■ GIVEN PASSAGE:

:::::

The collection was founded in 1942 as the college library's distinctive contribution to Smith's mission of educating women. It evolved under the leadership of its first director, Margaret Storrs Grierson '22, who died in December 1997, from a collection of works by women writers into a historical research collection of material documenting the lives and activities of women. Today its holdings, housed in the Alumnae Gymnasium, authenticate the historical experience of women in the United States and abroad from the colonial era to the present. Its subject strengths include birth control, women's rights, suffrage, the contemporary women's movement, U.S. women working abroad, the arts (especially theater), the professions (especially journalism and social work), and middle-class family life in 19th- and 20th-century New England.

The collection's new Web site (www.smith.edu/libraries/ssc) provides access for "our worldwide constituency," says SSC director Sherrill Redmon, "from research scholars to high schoolers and their teachers--in a fashion, unusual for archives, that combines a basic form of what librarians call 'bibliographic access' with generic Web style. This is very helpful to distant scholars and meets a critical need to get the word out about the specific women's history and social history collections we hold."

:::::

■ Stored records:
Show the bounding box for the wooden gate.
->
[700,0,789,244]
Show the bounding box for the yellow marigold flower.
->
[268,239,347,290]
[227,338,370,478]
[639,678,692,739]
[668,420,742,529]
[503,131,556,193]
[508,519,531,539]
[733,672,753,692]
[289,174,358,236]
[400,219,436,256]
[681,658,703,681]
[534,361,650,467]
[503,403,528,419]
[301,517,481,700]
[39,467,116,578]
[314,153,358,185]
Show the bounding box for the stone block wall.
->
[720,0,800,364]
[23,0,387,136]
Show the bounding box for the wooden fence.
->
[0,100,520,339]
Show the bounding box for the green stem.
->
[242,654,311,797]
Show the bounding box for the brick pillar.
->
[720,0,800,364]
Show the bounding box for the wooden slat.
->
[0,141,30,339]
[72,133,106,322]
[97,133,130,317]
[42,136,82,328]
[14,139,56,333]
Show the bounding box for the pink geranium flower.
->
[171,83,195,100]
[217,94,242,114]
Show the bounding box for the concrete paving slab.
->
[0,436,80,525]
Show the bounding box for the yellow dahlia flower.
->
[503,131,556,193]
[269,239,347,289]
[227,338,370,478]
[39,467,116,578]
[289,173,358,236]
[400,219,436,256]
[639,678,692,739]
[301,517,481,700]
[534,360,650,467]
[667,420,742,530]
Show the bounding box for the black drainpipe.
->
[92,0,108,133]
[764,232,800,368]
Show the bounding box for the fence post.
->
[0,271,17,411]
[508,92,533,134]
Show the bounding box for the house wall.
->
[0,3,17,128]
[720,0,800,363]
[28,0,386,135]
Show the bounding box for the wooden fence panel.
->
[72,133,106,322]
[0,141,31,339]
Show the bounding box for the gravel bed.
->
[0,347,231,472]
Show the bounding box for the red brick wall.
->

:::::

■ WORK INSTRUCTIONS:
- A) Write out the portion of the passage on the women's history collection that opens with the words "The collection was" and closes with "20th-century New England.".
- B) Carry the passage on the women's history collection forward from its final sentence.

■ EXPECTED RESPONSES:
- A)
The collection was founded in 1942 as the college library's distinctive contribution to Smith's mission of educating women. It evolved under the leadership of its first director, Margaret Storrs Grierson '22, who died in December 1997, from a collection of works by women writers into a historical research collection of material documenting the lives and activities of women. Today its holdings, housed in the Alumnae Gymnasium, authenticate the historical experience of women in the United States and abroad from the colonial era to the present. Its subject strengths include birth control, women's rights, suffrage, the contemporary women's movement, U.S. women working abroad, the arts (especially theater), the professions (especially journalism and social work), and middle-class family life in 19th- and 20th-century New England.

- B)
Visitors to the SSC home page will find a wealth of information about the collection-everything from news of events, exhibits and recent acquisitions to a "nearly complete" alphabetical listing of SSC manuscript collections. Links can take a browser to related Web sites such as the Women's Liberation Directory at Duke University, the Arthur and Elizabeth Schlesinger Library on the History of Women in America at Radcliffe College or the National Women's History Project.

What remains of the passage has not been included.